> **The request**: Rewrite the records below as a numbered list, one line per item, leaving out any blank lines.

> **Data section**:

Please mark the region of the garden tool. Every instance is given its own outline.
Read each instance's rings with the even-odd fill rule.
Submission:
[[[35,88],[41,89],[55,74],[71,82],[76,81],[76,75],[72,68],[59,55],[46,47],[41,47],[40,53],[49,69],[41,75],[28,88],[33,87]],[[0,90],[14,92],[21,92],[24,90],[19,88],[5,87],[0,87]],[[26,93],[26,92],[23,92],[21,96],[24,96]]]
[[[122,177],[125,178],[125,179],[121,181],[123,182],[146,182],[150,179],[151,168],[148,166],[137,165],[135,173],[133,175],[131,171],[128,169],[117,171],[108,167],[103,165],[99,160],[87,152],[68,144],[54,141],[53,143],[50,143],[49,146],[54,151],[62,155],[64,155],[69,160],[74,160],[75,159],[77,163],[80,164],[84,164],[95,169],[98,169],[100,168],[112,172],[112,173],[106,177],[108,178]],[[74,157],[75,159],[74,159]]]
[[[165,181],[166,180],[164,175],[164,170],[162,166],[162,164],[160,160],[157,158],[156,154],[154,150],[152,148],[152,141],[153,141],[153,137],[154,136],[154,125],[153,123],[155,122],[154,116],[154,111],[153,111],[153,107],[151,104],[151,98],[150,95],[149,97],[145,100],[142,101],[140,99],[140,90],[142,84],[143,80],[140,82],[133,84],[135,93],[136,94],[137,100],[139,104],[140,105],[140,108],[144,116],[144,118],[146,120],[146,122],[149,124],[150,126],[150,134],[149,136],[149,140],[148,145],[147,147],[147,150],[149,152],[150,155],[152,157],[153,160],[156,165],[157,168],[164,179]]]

> **Answer to the task**:
1. Please mark the region of the garden tool. Every instance is given its own outline.
2. Read each instance's rings with the even-odd fill rule.
3. Submission:
4. [[[35,88],[41,89],[55,74],[71,82],[76,81],[76,75],[72,68],[59,55],[46,47],[41,47],[40,53],[49,69],[41,75],[28,88],[33,87]],[[0,90],[14,92],[21,92],[24,90],[19,88],[5,87],[0,87]],[[26,93],[26,92],[23,92],[21,96],[24,96]]]
5. [[[122,177],[125,178],[125,179],[121,181],[123,182],[146,182],[150,179],[151,168],[148,166],[137,165],[135,173],[133,175],[131,171],[128,169],[117,171],[108,167],[103,165],[99,160],[87,152],[68,144],[54,141],[53,143],[50,143],[49,146],[54,151],[62,155],[64,155],[69,160],[74,160],[75,159],[77,163],[80,164],[84,164],[95,169],[98,169],[100,168],[112,172],[112,173],[106,177],[108,178]],[[74,157],[75,159],[74,159]]]
6. [[[165,181],[166,180],[164,175],[164,170],[162,166],[162,164],[160,160],[157,158],[156,154],[154,150],[152,148],[152,141],[153,141],[153,137],[154,136],[154,125],[153,123],[155,122],[154,116],[154,111],[153,111],[153,107],[151,104],[151,98],[150,95],[149,97],[145,100],[142,101],[140,99],[140,90],[142,84],[143,80],[140,82],[133,84],[135,93],[136,94],[137,100],[139,104],[140,105],[140,108],[144,116],[144,118],[146,120],[146,122],[149,124],[150,126],[150,134],[149,136],[149,140],[148,145],[147,147],[147,150],[149,152],[150,155],[152,157],[153,160],[156,165],[157,168],[164,179]]]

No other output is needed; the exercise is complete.